Dataset entries:
# # # # # # #

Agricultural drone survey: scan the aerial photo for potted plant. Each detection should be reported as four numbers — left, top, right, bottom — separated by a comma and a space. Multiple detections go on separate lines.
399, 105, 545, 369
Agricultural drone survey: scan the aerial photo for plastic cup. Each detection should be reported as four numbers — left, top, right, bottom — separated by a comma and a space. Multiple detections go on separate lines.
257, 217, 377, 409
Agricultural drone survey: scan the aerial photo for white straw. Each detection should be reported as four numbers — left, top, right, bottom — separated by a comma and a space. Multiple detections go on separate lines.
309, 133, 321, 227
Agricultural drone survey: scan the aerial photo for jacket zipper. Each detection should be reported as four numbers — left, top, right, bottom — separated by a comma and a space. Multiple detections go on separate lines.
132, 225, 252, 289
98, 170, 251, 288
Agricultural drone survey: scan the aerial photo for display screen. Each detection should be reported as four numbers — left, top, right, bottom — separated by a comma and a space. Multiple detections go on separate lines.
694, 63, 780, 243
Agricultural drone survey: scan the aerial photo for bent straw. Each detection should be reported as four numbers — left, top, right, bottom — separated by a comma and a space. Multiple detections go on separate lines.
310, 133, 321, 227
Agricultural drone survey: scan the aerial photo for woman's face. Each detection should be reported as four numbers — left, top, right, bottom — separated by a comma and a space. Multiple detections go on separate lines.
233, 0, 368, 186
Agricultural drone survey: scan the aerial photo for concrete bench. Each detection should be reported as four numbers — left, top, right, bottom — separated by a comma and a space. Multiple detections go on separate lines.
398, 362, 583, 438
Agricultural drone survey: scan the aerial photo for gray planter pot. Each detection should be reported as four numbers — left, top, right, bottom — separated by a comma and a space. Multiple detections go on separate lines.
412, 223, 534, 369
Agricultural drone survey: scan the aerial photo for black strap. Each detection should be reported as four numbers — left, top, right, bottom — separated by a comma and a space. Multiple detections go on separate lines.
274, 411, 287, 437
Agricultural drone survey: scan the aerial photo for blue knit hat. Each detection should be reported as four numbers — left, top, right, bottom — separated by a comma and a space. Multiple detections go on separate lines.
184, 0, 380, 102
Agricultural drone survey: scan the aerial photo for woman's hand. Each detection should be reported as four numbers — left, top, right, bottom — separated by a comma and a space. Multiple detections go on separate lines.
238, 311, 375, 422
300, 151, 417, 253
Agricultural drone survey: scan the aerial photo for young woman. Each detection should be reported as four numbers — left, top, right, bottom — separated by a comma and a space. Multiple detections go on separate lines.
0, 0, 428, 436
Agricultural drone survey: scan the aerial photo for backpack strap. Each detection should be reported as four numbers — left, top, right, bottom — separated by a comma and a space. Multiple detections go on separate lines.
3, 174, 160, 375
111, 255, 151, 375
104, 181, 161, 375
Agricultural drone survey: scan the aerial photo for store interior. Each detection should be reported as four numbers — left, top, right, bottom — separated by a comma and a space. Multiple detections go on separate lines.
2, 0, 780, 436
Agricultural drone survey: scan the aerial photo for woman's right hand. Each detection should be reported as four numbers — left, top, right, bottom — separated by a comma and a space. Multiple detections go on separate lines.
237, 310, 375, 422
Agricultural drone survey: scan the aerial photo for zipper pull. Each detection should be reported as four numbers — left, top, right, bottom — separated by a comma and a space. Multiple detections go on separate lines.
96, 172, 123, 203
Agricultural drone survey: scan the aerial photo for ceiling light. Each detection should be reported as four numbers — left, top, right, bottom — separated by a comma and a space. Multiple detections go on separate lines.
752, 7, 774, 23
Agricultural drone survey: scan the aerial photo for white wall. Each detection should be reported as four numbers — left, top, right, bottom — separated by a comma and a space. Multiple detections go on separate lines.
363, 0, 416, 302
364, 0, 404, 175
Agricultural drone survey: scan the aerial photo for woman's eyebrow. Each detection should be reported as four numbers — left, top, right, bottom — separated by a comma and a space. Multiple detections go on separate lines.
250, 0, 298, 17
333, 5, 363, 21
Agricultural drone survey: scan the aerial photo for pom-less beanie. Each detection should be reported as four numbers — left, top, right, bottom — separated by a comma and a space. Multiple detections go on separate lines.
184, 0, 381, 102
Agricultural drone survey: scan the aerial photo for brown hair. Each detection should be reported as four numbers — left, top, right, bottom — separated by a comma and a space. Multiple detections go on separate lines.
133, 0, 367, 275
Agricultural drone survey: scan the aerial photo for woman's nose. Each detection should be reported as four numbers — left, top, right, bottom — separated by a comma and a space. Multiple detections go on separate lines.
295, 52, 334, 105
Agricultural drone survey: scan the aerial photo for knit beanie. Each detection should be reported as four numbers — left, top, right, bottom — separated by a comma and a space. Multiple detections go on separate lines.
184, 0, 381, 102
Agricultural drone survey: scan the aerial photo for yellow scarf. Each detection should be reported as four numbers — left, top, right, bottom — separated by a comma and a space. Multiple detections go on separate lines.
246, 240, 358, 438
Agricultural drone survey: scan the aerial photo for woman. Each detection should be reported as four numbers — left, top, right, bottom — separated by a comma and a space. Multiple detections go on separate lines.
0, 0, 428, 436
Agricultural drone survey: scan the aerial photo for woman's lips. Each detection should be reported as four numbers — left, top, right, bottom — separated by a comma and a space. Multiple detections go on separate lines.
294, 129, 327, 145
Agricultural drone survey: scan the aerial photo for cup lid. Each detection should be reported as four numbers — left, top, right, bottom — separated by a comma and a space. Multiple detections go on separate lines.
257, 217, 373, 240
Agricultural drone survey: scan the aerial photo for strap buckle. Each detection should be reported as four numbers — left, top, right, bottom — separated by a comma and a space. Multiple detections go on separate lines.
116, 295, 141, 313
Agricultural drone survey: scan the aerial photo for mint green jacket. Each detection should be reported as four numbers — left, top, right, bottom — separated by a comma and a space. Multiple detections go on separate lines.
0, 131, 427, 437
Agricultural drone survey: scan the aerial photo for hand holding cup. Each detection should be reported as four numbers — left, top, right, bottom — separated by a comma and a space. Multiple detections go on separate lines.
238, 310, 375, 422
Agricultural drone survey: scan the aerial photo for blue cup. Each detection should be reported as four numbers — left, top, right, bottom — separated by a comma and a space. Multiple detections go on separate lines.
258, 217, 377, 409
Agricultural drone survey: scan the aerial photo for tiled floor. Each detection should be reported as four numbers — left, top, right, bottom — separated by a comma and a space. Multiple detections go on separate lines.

# # # # # # #

TASK REQUIREMENTS: Make a word-for-word copy of the records.

WRITTEN REPLY:
Agricultural drone survey: scan the aerial photo for potted plant. Each detection should be reported as four numbers — left, top, right, bottom — separated by a comma and a space. Multiple detections go on separate lines.
399, 105, 545, 369
Agricultural drone survey: scan the aerial photo for plastic cup. Each detection should be reported as four numbers — left, top, right, bottom — separated by a comma and a space. Multiple detections go on separate lines.
257, 217, 377, 409
Agricultural drone survey: scan the aerial photo for white straw. Each detection should be reported as four numbers — left, top, right, bottom — separated by a comma and a space. Multiple detections go on separate lines.
309, 133, 321, 227
Agricultural drone survey: scan the aerial photo for jacket zipper. Each detection should be reported as four numbers — left, top, right, bottom — separated by a comma and a space. Multiple detections go on separate lines.
132, 225, 252, 289
98, 170, 251, 288
Agricultural drone survey: scan the aerial photo for display screen. Each detection should be reported as four numbers — left, top, right, bottom — separated by a comma and a space. Multiple detections go on separate lines.
694, 63, 780, 243
Agricultural drone survey: scan the aerial photo for bent straw. Each detection should be reported as four numbers — left, top, right, bottom — separated by a comma and a space. Multiple detections go on separate lines.
310, 133, 321, 227
Agricultural drone survey: scan the aerial photo for woman's face. Each detection should be reported as four numbers — left, top, right, bottom — separated by a comma and a space. Multiple detections go on separate lines.
233, 0, 368, 186
Agricultural drone survey: scan the aerial photo for concrete bench. Each detection should be reported as four numbers — left, top, right, bottom — separated by a comma and a space. Multiple detections go on separate lines.
398, 362, 583, 438
Agricultural drone survey: scan the aerial photo for gray planter pot. Each detection should be reported as four numbers — left, top, right, bottom — separated by a comma and a space. Multiple detections go on separate lines.
412, 223, 534, 369
Agricultural drone survey: scan the aerial photo for black strap. Each detection should be reported as four numbers — left, top, right, bottom — separated by a comma and a space. Multiple detections go on separate lines.
274, 411, 287, 437
Agricultural drone survey: scan the aerial photo for blue knit hat. Each detection should be reported as four numbers — left, top, right, bottom — separated by a comma and a space. Multiple detections go on separate lines.
184, 0, 380, 102
Agricultural drone survey: scan the aerial photo for woman's hand. Each detection should be reported as four numbers — left, top, right, bottom — separated by a comma and a space. Multiple detections go on separate lines.
238, 311, 375, 422
300, 151, 417, 253
Agricultural drone survey: scan the aerial photo for young woman. Each detection should be reported as four numbers — left, top, right, bottom — separated by a comma and a space. Multiple detections go on separate lines.
0, 0, 428, 436
Agricultural drone survey: scan the aerial photo for backpack strap. Each detection should be reported as four numbers — left, top, right, bottom — separated by a comma and a space. Multiple detections go on separate lines.
3, 174, 160, 375
111, 255, 151, 375
104, 181, 161, 375
Agricultural drone survey: scan the aerial photo for store interior. Each detection should be reported as four numbers — left, top, right, bottom — separated by a comma and a space. Multiple detections go on separate lines.
2, 0, 780, 436
Agricultural drone survey: scan the aerial photo for woman's right hand. Each detection should be reported as four numbers — left, top, right, bottom — separated by a comma and a space. Multiple detections go on separate lines.
237, 310, 375, 422
Agricultural drone survey: scan the aerial photo for zipper pull. Each detection should be reported as four numbers — left, top, right, bottom — separated by a comma and a space. Multiple detections go on separate lines.
96, 172, 123, 203
Agricultural drone survey: scan the aerial photo for ceiling light. Each detection should be reported as four numbers — left, top, right, bottom — separated by a comma and a space. Multiple detections go on separate lines.
752, 7, 774, 23
Agricultural drone survey: scan the aerial photo for white wall. Each detection should be reported as four numbers — left, top, right, bottom — separated by a comma and a space. Multiple detections go on separate lines.
363, 0, 416, 302
364, 0, 404, 175
Agricultural drone survey: scan the aerial photo for woman's eyebrow. Each detection should be reported as four numbers — left, top, right, bottom — separated by a comma and a space. Multiple detections go on separate lines.
250, 0, 298, 17
333, 5, 363, 21
Agricultural drone survey: scan the aerial photo for pom-less beanie. Each detection should be reported as four numbers — left, top, right, bottom — separated by a comma and a space. Multiple detections go on separate lines.
184, 0, 381, 102
Agricultural drone survey: scan the aerial photo for brown hair. Each detection should be reported as four numbers — left, top, right, bottom — separated by a comma and a space. Multiple detections go on separate lines.
133, 0, 367, 275
Agricultural drone survey: scan the aerial photo for woman's nose. Each detection should be reported as four numbers — left, top, right, bottom — separated by a comma and a space. Multiple detections go on separate lines.
295, 52, 334, 105
Agricultural drone survey: scan the aerial photo for knit beanie. Each detection should be reported as four numbers — left, top, right, bottom — separated by a comma and a space. Multiple detections go on separate lines.
184, 0, 381, 102
Agricultural drone survey: scan the aerial photo for yellow scarf. Each detection should be reported as four numbers — left, top, right, bottom — separated by a comma and a space. Multiple detections go on separate lines.
246, 240, 358, 438
Agricultural drone survey: scan the aerial photo for woman. Each detection should be reported as four numbers — left, top, right, bottom — separated by a comma and a space. Multiple detections go on separate lines.
0, 0, 428, 436
Agricultural drone survey: scan the aerial photo for woman's lips. Each detection should be reported as four numbers — left, top, right, bottom — separated by a comma and a space. Multiple detections go on separate lines.
294, 129, 327, 145
Agricultural drone survey: scan the aerial photo for cup lid. Each detection should be reported as four numbers — left, top, right, bottom — separated by a comma and a space. Multiple detections go on separate lines.
257, 217, 373, 240
Agricultural drone survey: scan the aerial photo for strap buckle. Each detection should be reported as four numbers — left, top, right, bottom — separated by a comma and a space. Multiple detections go on separate lines.
116, 295, 141, 313
Agricultural drone survey: scan the aerial photo for mint green jacket. Each detection should be reported as four numbers — left, top, right, bottom — separated by a comma and a space. Multiple detections go on separate lines.
0, 131, 427, 437
Agricultural drone survey: scan the aerial photo for hand holding cup. Each detection should be reported as four numbers — left, top, right, bottom — separated by a comma and a space. Multiple detections go on separate lines.
238, 310, 375, 422
Agricultural drone survey: scan the aerial photo for blue cup. Each detection should be reported as four numbers — left, top, right, bottom — separated by a comma and a space. Multiple detections go on separate lines.
258, 217, 377, 409
Agricultural drone survey: scan the aerial photo for tiled floor. Each detection should be reported as four numbers — left, top, right, bottom — separated by a comma and a space. Multiple detections go on separate lines.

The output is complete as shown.